* Yapılacak işler:
a - TMSF haberine göre fonun rezervi toplam kaç liraya ulaşmış?
b - TMSF haberinin devamını, son cümleden sonrasından başlayarak yazın.

* Sayfa alıntısı:
TMSF mevduatta sigorta limitini yükseltiyor

Tasarruf Mevduatı Sigorta Fonu Başkanı Muhiddin Gülal, mevduatta sigorta limitini 100 bin TL`den 150 bin TL`ye çıkarılması için çalışma başlattıklarını belirterek, "Çalışma tamamlandıktan sonra ülkemizdeki sigorta limiti 100 bin TL’den 150 bin TL’ye çıkacak" dedi.

02.07.2019 Cuma 13:25

Güncelleme : 03.07.2019 Cuma 10:49

Tasarruf Mevduatı Sigorta Fonu (TMSF) Başkanı Muhiddin Gülal, TMSF'nin çalışmaları ve hedeflerine ilişkin düzenlenen basın  toplantısında yaptığı konuşmada, TMSF’nin adı itibarıyla bir sigorta kuruluşu  olduğunu belirterek, Türkiye’nin finansal güvenlik ağının en önemli aktörlerinden  biri olduklarını kaydetti.

Sigorta işlevini yerine getirmek adına ülkedeki 40 bankadan düzenli  periyotlarla prim topladıklarını, bu primi bankacılık sektöründe herhangi sıkıntı  olması durumunda kullanmak üzere yönettiklerini ifade eden Gülal, sözlerini şöyle  sürdürdü:

“Bu şekilde rezervimizin toplamı 43,5 milyar TL’ye ulaştı. Bunun  sigortalı mevduatı karşılama oranı da yüzde 8 seviyesinde. Sigortalı mevduat  ülkemizde 535 milyar TL seviyesinde. Dolayısıyla rezervimizin sigortalı mevduatı  karşılama oranı yüzde 8. Bu Avrupa’daki en yüksek oran. Bu oran Avrupa’da yüzde  1, Amerika’da yüzde 0,5. Rezervimizin karşılama oranımızın yüksek olmasının  sebebi bizim garanti limitimizin görece düşük kalması.

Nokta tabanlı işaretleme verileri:
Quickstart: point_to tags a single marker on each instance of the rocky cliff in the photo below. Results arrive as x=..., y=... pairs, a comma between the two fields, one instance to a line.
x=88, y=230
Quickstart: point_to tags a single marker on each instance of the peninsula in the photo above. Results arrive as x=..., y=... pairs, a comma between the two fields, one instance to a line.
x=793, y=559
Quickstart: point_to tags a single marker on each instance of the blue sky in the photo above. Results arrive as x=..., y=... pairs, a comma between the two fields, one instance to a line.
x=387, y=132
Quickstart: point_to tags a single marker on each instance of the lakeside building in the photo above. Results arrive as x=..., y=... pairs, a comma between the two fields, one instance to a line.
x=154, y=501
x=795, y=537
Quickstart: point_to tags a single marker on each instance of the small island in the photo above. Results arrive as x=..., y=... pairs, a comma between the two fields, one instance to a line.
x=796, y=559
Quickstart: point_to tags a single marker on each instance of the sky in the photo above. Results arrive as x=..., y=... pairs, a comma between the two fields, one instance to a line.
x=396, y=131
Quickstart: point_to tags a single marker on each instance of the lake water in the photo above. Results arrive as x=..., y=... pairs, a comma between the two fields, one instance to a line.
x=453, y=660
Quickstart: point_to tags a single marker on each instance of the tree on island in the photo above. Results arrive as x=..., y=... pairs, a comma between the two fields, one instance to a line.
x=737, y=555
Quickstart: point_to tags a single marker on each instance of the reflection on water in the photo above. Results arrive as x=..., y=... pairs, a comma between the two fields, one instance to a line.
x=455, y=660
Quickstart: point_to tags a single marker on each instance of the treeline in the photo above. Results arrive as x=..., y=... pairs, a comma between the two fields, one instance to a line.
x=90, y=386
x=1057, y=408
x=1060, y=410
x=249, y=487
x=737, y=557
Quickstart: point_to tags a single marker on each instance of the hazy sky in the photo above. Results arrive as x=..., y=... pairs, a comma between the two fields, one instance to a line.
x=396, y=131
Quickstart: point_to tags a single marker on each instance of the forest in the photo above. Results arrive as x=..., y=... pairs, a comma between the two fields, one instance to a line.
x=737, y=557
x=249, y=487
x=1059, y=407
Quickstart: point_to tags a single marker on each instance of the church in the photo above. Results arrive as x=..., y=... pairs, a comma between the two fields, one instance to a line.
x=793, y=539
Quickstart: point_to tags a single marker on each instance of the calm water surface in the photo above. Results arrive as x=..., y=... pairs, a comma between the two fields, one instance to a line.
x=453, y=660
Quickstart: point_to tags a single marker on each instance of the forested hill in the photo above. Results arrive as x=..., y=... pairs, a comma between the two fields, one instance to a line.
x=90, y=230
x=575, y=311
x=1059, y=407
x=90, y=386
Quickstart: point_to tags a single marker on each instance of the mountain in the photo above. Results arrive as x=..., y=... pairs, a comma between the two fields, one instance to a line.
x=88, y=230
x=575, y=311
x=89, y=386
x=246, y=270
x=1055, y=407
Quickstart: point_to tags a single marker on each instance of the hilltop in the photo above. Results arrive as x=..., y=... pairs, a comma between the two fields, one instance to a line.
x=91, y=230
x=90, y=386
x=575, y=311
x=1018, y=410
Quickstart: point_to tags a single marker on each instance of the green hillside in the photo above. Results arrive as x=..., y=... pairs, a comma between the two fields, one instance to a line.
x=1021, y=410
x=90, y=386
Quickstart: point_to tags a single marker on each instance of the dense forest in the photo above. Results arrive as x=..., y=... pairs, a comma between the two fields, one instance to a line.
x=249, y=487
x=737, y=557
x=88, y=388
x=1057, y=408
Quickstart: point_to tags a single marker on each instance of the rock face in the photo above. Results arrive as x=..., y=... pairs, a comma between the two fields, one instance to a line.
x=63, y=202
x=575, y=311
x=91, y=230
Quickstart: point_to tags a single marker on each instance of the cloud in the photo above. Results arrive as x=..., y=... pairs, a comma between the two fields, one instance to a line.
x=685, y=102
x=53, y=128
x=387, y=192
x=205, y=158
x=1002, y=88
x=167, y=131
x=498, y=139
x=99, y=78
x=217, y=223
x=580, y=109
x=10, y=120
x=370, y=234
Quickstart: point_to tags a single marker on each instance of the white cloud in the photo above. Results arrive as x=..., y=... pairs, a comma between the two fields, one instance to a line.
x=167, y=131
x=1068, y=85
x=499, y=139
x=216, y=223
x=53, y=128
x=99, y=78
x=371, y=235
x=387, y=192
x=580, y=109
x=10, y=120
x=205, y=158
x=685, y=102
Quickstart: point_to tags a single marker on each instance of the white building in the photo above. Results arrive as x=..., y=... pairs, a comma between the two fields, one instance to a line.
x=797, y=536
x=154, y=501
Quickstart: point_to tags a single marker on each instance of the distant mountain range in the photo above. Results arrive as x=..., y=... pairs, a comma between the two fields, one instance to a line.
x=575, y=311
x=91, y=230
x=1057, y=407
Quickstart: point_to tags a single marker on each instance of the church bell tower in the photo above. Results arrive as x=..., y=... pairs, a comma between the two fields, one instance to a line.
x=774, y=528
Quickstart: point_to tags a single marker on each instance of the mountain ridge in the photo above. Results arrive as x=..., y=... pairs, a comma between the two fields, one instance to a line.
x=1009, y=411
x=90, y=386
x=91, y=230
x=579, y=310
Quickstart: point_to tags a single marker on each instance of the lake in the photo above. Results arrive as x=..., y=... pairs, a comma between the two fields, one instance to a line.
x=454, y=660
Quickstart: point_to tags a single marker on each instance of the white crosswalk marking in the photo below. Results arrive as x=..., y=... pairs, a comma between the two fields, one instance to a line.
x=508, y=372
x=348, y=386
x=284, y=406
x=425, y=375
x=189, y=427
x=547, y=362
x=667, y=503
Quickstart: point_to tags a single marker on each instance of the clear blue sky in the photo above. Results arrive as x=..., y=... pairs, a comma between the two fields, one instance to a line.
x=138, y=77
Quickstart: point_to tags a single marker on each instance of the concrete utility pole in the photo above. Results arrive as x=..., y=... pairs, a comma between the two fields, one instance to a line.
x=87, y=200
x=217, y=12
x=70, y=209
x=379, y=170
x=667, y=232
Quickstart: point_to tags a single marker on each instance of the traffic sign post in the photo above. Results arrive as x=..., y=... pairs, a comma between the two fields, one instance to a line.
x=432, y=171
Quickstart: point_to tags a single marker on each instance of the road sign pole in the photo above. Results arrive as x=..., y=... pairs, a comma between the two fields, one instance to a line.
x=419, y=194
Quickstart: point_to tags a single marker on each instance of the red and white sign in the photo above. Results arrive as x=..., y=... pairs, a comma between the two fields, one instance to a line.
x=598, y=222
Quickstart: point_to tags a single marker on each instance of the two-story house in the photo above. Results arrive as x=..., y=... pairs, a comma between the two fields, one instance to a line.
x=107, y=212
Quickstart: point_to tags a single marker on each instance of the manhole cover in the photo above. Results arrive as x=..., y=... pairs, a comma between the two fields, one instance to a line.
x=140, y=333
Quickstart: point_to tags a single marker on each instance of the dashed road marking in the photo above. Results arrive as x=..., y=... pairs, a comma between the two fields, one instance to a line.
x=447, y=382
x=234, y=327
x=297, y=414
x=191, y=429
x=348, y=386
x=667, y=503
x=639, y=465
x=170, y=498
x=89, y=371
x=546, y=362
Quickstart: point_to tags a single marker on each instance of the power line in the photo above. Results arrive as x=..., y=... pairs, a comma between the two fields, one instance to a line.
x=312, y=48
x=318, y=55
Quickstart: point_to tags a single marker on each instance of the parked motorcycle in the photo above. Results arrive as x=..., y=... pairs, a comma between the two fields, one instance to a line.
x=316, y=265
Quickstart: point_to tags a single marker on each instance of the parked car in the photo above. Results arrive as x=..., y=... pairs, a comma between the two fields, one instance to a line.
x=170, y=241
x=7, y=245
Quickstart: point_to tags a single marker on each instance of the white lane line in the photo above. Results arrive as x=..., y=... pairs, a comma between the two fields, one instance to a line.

* Sonuçlar:
a - 43,5 milyar TL'ye.

b -
Avrupa’da garanti tutarı 100 bin avro, ABD’de 250 bin dolar, bizde 100  bin TL. Bu limiti artık güncelleyelim istedik. Mevduatta sigorta limitini 100 bin  TL'den 150 bin TL'ye çıkarılması için çalışma başlattık. Önümüzdeki süreçte  ilgili kurumlar ve paydaşlarımızla birlikte müşterek çalışma yürütüyoruz.  İnşallah bu çalışma tamamlandıktan sonra ülkemizdeki sigorta limiti 100 bin  TL’den 150 bin TL’ye çıkacak.”

SİGORTALI MEVDUATIN 100 MİLYAR TL ARTMASI ÖNGÖRÜLÜYOR

Muhiddin Gülal, sigortalı mevduatın Türkiye’de 535 milyar TL olduğunu  anımsatarak, sigorta limit tutarının artırılmasıyla bu tutarın 100 milyar TL  artarak, 635 milyar TL’ye çıkmasını tahmin ettiklerini kaydetti.

Gülal, bunun kendilerinin en önemli gelir kalemi olduğunu aktararak,  17 yıldır Türkiye’de ciddi bir bankacılık krizinin yaşanmamasının rezervleri  sürekli büyütmelerine olanak sağladığını söyledi.

Söz konusu süreçte sadece Bank Asya ile alakalı 967 milyon TL ödeme  yapmak durumunda kaldıklarını belirten Gülal, bunu da Bank Asya’nın kendilerine  geri ödediğini, küçük faiz alacaklarının olduğunu, bunun da sırası geldiğinde  kendilerine ödeneceğini kaydetti.

“MEVDUAT SAHİPLERİ 150 MİLYON TL’Yİ BANKALARDA UNUTTU”

Gülal, limite duyarlı mevduat sahiplerinin mevduatlarının sisteme  sokulması noktasında 150 bin TL limitinin ciddi katkısının olacağına  inandıklarını ifade ederek, yastık altı varlıkların sisteme alınması noktasında  yine bu limitin katkı sağlanacağını vurguladı.

Bu süreçte bankacılık sektörüne güvendiklerini belirten Gülal,  “Bankacılık sektörümüzün temel parametreleri oldukça kuvvetli.” dedi.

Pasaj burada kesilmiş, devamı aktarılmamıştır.